#### Given records:
=======

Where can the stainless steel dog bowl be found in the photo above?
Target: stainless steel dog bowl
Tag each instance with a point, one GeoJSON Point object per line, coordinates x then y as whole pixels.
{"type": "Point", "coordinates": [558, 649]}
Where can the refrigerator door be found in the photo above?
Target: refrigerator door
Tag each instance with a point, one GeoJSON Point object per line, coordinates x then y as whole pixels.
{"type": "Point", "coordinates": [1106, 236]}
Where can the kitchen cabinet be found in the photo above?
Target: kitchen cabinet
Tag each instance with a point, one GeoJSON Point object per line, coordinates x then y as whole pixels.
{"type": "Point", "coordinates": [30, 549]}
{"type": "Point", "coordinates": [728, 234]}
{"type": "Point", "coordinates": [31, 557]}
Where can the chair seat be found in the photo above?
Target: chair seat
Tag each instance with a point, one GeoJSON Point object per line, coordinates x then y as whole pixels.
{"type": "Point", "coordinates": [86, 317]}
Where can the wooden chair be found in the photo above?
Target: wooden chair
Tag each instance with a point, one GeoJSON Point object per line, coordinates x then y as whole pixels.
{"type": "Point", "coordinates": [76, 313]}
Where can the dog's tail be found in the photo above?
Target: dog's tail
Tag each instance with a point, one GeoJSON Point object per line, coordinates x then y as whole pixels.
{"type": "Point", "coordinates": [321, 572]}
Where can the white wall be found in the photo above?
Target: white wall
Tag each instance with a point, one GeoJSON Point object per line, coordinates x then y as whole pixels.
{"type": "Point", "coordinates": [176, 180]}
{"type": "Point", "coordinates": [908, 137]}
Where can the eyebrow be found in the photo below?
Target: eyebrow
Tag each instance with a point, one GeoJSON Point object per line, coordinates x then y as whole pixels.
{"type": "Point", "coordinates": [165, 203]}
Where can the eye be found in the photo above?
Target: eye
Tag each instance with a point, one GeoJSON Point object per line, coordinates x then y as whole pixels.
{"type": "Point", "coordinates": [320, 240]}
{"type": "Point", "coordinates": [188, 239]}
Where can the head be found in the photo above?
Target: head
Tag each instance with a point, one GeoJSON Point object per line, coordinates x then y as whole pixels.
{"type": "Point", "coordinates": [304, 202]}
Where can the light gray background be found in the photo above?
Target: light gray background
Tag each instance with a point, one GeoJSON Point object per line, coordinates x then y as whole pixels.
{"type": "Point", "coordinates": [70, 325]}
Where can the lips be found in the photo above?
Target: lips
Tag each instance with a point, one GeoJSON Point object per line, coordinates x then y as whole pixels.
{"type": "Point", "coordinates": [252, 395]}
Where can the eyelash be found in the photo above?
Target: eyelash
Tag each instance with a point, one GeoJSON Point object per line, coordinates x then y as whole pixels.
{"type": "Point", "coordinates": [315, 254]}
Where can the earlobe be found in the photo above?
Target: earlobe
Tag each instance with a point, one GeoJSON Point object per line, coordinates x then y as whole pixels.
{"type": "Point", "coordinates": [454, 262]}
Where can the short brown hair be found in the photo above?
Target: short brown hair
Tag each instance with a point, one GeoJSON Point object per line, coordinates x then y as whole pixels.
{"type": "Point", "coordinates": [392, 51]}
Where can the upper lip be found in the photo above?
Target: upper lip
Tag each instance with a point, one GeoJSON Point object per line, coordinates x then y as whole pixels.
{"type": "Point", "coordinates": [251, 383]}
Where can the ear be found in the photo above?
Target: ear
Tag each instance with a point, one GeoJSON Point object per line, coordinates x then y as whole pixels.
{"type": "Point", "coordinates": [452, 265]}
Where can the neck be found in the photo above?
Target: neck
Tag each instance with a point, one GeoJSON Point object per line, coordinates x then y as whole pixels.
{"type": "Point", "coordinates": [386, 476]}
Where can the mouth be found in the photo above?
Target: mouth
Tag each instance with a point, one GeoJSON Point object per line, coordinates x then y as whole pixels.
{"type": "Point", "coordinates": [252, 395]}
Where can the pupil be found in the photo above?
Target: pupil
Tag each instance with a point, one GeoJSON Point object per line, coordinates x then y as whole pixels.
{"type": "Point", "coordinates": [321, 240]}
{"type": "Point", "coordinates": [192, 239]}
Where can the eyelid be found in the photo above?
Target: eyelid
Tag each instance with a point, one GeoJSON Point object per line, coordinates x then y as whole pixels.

=======

#### Goal:
Swap "whole pixels" for "integer pixel values" everywhere in the listing, and write the listing out again with nothing else changed.

#### Solved problem:
Where can the stainless steel dog bowl be found in the photo above?
Target: stainless steel dog bowl
Tag each instance with a point, one GeoJSON Point object per line, coordinates x then y as integer pixel values.
{"type": "Point", "coordinates": [558, 649]}
Where can the refrigerator door be found in the photo above?
Target: refrigerator door
Tag each instance with a point, one GeoJSON Point object per line, coordinates x then y as integer pixel values.
{"type": "Point", "coordinates": [1106, 236]}
Where can the kitchen cabinet be found in the photo above?
Target: kitchen cabinet
Tag each instance with a point, one GeoJSON Point object per line, coordinates x then y as integer pixel values.
{"type": "Point", "coordinates": [30, 549]}
{"type": "Point", "coordinates": [728, 234]}
{"type": "Point", "coordinates": [31, 557]}
Where can the chair seat be found in the photo above?
Target: chair seat
Tag each instance with a point, one GeoJSON Point object per line, coordinates x then y as integer pixel values.
{"type": "Point", "coordinates": [86, 317]}
Where can the wooden chair be found in the photo above?
Target: wooden chair
Tag each instance with a point, one GeoJSON Point object per line, coordinates x then y as integer pixel values.
{"type": "Point", "coordinates": [76, 313]}
Where can the dog's tail be found in the photo above?
Target: dog's tail
Tag each instance with a point, one GeoJSON Point object per line, coordinates x then y as integer pixel values.
{"type": "Point", "coordinates": [321, 572]}
Where can the white wall be found in the photo above?
Target: white wall
Tag each instance with a point, one GeoJSON Point object per line, coordinates x then y as integer pixel values.
{"type": "Point", "coordinates": [176, 180]}
{"type": "Point", "coordinates": [908, 137]}
Where can the eyebrow be found in the photo below?
Target: eyebrow
Tag each instance with a point, one GeoJSON Point object per line, coordinates x then y as integer pixel values.
{"type": "Point", "coordinates": [165, 203]}
Where can the eye be found in the photo above?
Target: eye
Tag each instance with a point, one GeoJSON Point object per line, coordinates x then y as integer pixel values.
{"type": "Point", "coordinates": [320, 240]}
{"type": "Point", "coordinates": [188, 239]}
Where can the head be found in the photo above?
Target: head
Tag each instance with a point, one GeoJSON Point object per line, coordinates x then y as integer pixel values.
{"type": "Point", "coordinates": [304, 202]}
Where can the light gray background be found in the photo above?
Target: light gray background
Tag each instance with a point, one GeoJSON Point object per line, coordinates x then y as integer pixel values.
{"type": "Point", "coordinates": [70, 325]}
Where can the lips be found in the photo above?
Target: lips
Tag each instance with a point, one GeoJSON Point object per line, coordinates x then y as integer pixel values.
{"type": "Point", "coordinates": [252, 395]}
Where can the eyelash be found in the photo above?
Target: eyelash
Tag each instance with a point, one GeoJSON Point object per line, coordinates x then y as integer pixel values.
{"type": "Point", "coordinates": [315, 254]}
Where can the earlobe be found in the photo above?
Target: earlobe
Tag each instance with a point, one GeoJSON Point object per line, coordinates x then y as integer pixel values.
{"type": "Point", "coordinates": [454, 262]}
Where can the short brown hair be found in the photo above?
Target: short brown hair
Tag each instance with a point, one GeoJSON Point object per line, coordinates x then y as integer pixel values.
{"type": "Point", "coordinates": [392, 51]}
Where can the upper lip be found in the photo above?
Target: upper lip
Tag each instance with a point, one GeoJSON Point object per line, coordinates x then y as integer pixel values.
{"type": "Point", "coordinates": [251, 383]}
Where can the ear be found in the photo above?
Target: ear
Tag each instance with a point, one GeoJSON Point object per line, coordinates x then y as integer pixel values.
{"type": "Point", "coordinates": [452, 265]}
Where can the neck be found in the photo above?
Target: neck
Tag each instance with a point, one GeoJSON Point object per line, coordinates x then y as integer pixel values.
{"type": "Point", "coordinates": [386, 476]}
Where can the mouth be found in the photo above?
Target: mouth
Tag each instance with a point, one GeoJSON Point object per line, coordinates x then y as integer pixel values.
{"type": "Point", "coordinates": [252, 395]}
Where can the pupil be found in the photo above?
Target: pupil
Tag each instance with a point, one GeoJSON Point object per line, coordinates x then y as integer pixel values.
{"type": "Point", "coordinates": [321, 240]}
{"type": "Point", "coordinates": [192, 239]}
Where can the eyelid be found in the photo above?
Target: eyelid
Tag each instance with a point, one GeoJSON Point object per line, coordinates x then y as integer pixel values.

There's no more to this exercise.